§ Short exercise: Write out all of the entries below line for line, without changing anything.

[Some entries]
[BEGIN]
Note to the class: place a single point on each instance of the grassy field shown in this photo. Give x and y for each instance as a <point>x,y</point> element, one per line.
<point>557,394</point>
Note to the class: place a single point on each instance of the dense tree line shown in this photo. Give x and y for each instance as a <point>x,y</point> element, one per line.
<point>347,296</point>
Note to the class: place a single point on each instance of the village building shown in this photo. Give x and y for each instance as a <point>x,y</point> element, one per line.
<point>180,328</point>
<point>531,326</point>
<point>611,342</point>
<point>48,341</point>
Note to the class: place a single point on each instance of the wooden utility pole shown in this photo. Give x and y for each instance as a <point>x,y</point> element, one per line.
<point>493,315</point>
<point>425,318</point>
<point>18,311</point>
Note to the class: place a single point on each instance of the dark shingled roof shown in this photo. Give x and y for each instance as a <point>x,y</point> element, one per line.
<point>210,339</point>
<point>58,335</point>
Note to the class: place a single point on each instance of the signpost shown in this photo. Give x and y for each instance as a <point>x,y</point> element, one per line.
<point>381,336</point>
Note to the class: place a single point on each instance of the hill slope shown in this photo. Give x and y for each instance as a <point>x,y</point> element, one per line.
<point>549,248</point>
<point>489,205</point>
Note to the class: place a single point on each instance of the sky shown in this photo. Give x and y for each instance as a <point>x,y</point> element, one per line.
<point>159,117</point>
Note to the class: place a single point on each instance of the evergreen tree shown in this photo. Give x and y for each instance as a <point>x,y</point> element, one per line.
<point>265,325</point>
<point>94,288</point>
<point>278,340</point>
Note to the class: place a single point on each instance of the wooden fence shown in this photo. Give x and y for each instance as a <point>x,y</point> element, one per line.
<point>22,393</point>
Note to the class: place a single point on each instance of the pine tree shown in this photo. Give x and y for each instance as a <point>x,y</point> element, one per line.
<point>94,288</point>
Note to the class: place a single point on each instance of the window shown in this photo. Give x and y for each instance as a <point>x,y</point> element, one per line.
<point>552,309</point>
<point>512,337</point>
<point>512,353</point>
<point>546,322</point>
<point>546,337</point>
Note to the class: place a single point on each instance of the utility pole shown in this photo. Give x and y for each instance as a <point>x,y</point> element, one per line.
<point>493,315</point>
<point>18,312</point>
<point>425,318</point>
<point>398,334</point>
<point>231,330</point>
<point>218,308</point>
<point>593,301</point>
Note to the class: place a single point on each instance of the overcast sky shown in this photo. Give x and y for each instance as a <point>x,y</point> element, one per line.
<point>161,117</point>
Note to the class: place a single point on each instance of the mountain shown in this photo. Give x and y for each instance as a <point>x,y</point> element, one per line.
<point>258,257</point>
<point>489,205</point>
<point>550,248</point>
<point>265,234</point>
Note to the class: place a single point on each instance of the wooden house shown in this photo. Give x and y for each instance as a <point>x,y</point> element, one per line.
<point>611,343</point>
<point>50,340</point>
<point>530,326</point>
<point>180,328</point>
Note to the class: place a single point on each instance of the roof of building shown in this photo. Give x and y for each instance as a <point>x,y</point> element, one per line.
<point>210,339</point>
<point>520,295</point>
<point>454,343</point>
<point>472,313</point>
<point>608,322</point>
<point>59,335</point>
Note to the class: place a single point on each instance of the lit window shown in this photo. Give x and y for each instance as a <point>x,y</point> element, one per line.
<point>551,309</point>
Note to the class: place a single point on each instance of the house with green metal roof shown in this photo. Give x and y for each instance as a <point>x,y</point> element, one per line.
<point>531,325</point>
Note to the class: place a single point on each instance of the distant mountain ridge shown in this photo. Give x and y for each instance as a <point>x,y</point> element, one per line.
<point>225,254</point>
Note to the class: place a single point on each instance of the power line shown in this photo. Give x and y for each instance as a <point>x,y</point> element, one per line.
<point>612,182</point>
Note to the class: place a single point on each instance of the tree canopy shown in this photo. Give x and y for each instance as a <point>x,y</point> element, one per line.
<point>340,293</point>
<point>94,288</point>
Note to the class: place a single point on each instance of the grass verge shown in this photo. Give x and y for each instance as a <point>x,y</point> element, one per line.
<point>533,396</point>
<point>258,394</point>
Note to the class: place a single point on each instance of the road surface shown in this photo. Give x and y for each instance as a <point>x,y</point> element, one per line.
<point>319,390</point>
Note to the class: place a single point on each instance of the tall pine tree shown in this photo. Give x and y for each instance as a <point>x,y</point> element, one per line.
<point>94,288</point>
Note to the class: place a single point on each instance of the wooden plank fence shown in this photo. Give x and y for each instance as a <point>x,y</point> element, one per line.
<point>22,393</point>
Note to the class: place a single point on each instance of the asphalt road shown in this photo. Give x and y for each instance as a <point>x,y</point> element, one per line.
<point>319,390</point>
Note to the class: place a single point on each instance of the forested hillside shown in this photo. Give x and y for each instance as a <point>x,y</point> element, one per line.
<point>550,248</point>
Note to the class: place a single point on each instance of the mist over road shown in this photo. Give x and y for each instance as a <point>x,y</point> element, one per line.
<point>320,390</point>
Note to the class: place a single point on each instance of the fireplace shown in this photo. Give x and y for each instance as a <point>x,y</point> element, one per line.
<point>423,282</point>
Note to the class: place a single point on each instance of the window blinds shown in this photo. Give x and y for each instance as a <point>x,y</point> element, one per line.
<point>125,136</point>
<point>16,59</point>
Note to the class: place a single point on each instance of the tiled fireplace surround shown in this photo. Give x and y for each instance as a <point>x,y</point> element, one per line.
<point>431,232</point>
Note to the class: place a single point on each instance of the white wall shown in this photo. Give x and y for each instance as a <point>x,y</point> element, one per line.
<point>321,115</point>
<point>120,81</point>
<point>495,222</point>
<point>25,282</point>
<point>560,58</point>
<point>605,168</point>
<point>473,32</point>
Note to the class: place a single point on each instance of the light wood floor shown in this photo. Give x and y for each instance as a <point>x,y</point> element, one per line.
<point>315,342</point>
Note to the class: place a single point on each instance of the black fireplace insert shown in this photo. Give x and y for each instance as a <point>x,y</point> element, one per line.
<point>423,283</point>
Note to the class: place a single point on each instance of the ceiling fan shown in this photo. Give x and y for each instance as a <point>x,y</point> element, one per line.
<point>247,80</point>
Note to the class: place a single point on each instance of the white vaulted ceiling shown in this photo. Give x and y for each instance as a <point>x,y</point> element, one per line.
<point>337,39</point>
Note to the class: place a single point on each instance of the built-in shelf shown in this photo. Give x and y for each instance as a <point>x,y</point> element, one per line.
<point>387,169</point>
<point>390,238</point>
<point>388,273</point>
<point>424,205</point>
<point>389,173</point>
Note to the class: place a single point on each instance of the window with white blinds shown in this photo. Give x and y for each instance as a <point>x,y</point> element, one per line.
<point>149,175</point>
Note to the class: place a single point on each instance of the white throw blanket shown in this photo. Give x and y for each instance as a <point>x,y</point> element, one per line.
[END]
§ Result of the task:
Note to the class: place a single point on each instance of the grassy field shown in this photo. Give x and y for each instance as a <point>x,y</point> element, one per line.
<point>557,394</point>
Note to the class: place a single point on each instance of the dense tree line shown in this photo. Give x and y for each instance as a <point>x,y</point> element, one per line.
<point>347,296</point>
Note to the class: place a single point on each instance of the village building shown in this photo. Give x and y for each instance as a <point>x,y</point> element, one per line.
<point>180,328</point>
<point>531,326</point>
<point>611,342</point>
<point>48,341</point>
Note to the class: place a single point on each instance of the wooden utility pole shown in this photo. Give x and y for each instance as a <point>x,y</point> element, one per line.
<point>493,315</point>
<point>425,318</point>
<point>18,311</point>
Note to the class: place a single point on each instance of the dark shingled roof shown in this photo. Give x and y for each instance as a <point>x,y</point> element, one per line.
<point>210,339</point>
<point>58,335</point>
Note to the class: place a single point on each instance of the signpost shown in this photo. Give x and y for each instance as a <point>x,y</point> element, one per line.
<point>381,336</point>
Note to the class: place a single point on each instance of the hill slope shown in this photo. Give x and y for each instance as a <point>x,y</point> element, one per line.
<point>549,248</point>
<point>489,205</point>
Note to the class: place a single point on each instance of the sky shown in this photo. Give x and y for each instance as a <point>x,y</point> element, one per line.
<point>159,117</point>
Note to the class: place a single point on each instance of the evergreen tree shown in this photo. Give x and y for each instance as a <point>x,y</point> element, one per line.
<point>265,325</point>
<point>94,288</point>
<point>278,340</point>
Note to the class: place a single point on each instance of the wooden fence shown in this photo. Give x and y for each instance as a <point>x,y</point> element, one per line.
<point>22,393</point>
Note to the class: place a single point on each instance of the pine tree shown in this photo. Give x and y for each instance as a <point>x,y</point> element, one per line.
<point>94,288</point>
Note to the class: place a single point on each instance of the window shown in this photo. Give x and y for each instance as a <point>x,y</point> element, one per line.
<point>552,309</point>
<point>512,337</point>
<point>512,353</point>
<point>546,322</point>
<point>546,337</point>
Note to the class: place a single point on each instance of the utility pole shown in this photo. Give x and y for each instance as a <point>x,y</point> element, one per line.
<point>493,315</point>
<point>18,312</point>
<point>425,318</point>
<point>398,334</point>
<point>231,330</point>
<point>218,308</point>
<point>593,301</point>
Note to the class: place a single point on each instance of the overcast sky shown in this photo. Give x and y for each instance as a <point>x,y</point> element, one per line.
<point>161,117</point>
Note to the class: place a single point on each instance of the mountain shown in this photo. Give x and y for each instance as a <point>x,y</point> element, one per line.
<point>258,257</point>
<point>489,205</point>
<point>550,248</point>
<point>265,234</point>
Note to the class: place a single point on each instance of the wooden house shown in this photo. Give x and y for each instance as a <point>x,y</point> element, one per line.
<point>611,343</point>
<point>50,340</point>
<point>530,326</point>
<point>180,328</point>
Note to the class: place a single point on each instance of the roof of building shown in this photo. Give x and y for each instance as a <point>x,y</point> element, one per line.
<point>210,339</point>
<point>520,295</point>
<point>454,343</point>
<point>472,313</point>
<point>608,322</point>
<point>59,335</point>
Note to the class: place a single point on each instance of the lit window shown in this photo. Give x and y for each instance as a <point>x,y</point> element, one per line.
<point>551,309</point>
Note to the class: place a single point on each instance of the house with green metal roof shown in this photo. Give x and y for each instance as a <point>x,y</point> element, one per line.
<point>531,325</point>
Note to the class: place a single point on each instance of the distant mountain ridge shown in this photo. Give x and y for each instance as a <point>x,y</point> element, one per line.
<point>225,254</point>
Note to the class: place a single point on each instance of the power line shown in this photo. Give x and y for each instance as a <point>x,y</point> element, one per line.
<point>612,182</point>
Note to the class: place a single point on each instance of the tree canopy shown in this photo. Give x and y for each instance as a <point>x,y</point> element, one per line.
<point>340,293</point>
<point>94,288</point>
Note to the class: place a single point on each instance of the grass verge shown in this photo. Give x and y for each instance as a <point>x,y</point> element, one per line.
<point>533,396</point>
<point>258,394</point>
Note to the class: place a single point on each instance of the road surface shown in this photo. Give x and y for each instance as a <point>x,y</point> element, one per line.
<point>319,390</point>
Note to the class: place a single point on each instance of the tall pine tree shown in this photo. Give x and y for each instance as a <point>x,y</point> element, one per line.
<point>94,288</point>
Note to the class: place a single point on each instance of the wooden plank fence shown in this photo. Give x and y for each instance as a <point>x,y</point> element, one per line.
<point>22,393</point>
Note to the class: place a single point on each instance of the asphalt road shown in this photo. Give x and y for each instance as a <point>x,y</point> element, one per line.
<point>319,390</point>
Note to the class: place a single point on each instance of the forested hillside shown in this photo. Give x and y for each instance as a <point>x,y</point> element, one per line.
<point>550,248</point>
Note to the class: place a single point on each instance of the mist over road shown in this photo. Give x and y for each instance as a <point>x,y</point> element, one per line.
<point>320,390</point>
Note to the class: place a single point on each instance of the fireplace shown in this photo. Give x and y for each instance as a <point>x,y</point> element, one per line.
<point>423,282</point>
Note to the class: place a single point on each instance of the window blinds shown in this photo. Give x and y for each instance as a <point>x,y</point> element, one per line.
<point>125,136</point>
<point>16,59</point>
Note to the class: place a single point on each instance of the tiled fireplace surround shown in this photo. Give x and y for each instance as a <point>x,y</point> element, one per line.
<point>431,232</point>
Note to the class: place a single point on each instance of the white wall shown in this photo. Give x and y for each instance as a <point>x,y</point> element, one per line.
<point>321,115</point>
<point>120,81</point>
<point>495,222</point>
<point>25,282</point>
<point>560,58</point>
<point>605,168</point>
<point>473,32</point>
Note to the class: place a single point on each instance of the light wood floor shown in this photo. Give x and y for each instance as a <point>x,y</point> element, one per line.
<point>315,342</point>
Note to the class: place a single point on each instance of the black fireplace insert shown in this photo. Give x and y for each instance as a <point>x,y</point> element, one per line.
<point>423,283</point>
Note to the class: place a single point on each instance of the ceiling fan shown in this photo. Give x and y for each instance as a <point>x,y</point> element, one per line.
<point>247,80</point>
Note to the class: place a single point on each instance of the white vaulted ceiling shown in this photo. Give x and y for each instance as a <point>x,y</point> element, one per line.
<point>337,39</point>
Note to the class: place a single point on each instance of the built-in shelf shown in this photo. Give x and y for each instance as a <point>x,y</point> element, one per line.
<point>387,169</point>
<point>390,238</point>
<point>388,273</point>
<point>424,205</point>
<point>389,173</point>
Note to the class: place a single point on each instance of the window with white blinds shown in this photo. Give x and y for each instance as a <point>x,y</point> element, one per line.
<point>149,175</point>
Note to the class: place a single point on each instance of the white throw blanket shown in this photo. Give x and y for each instance as a <point>x,y</point> element, one per line.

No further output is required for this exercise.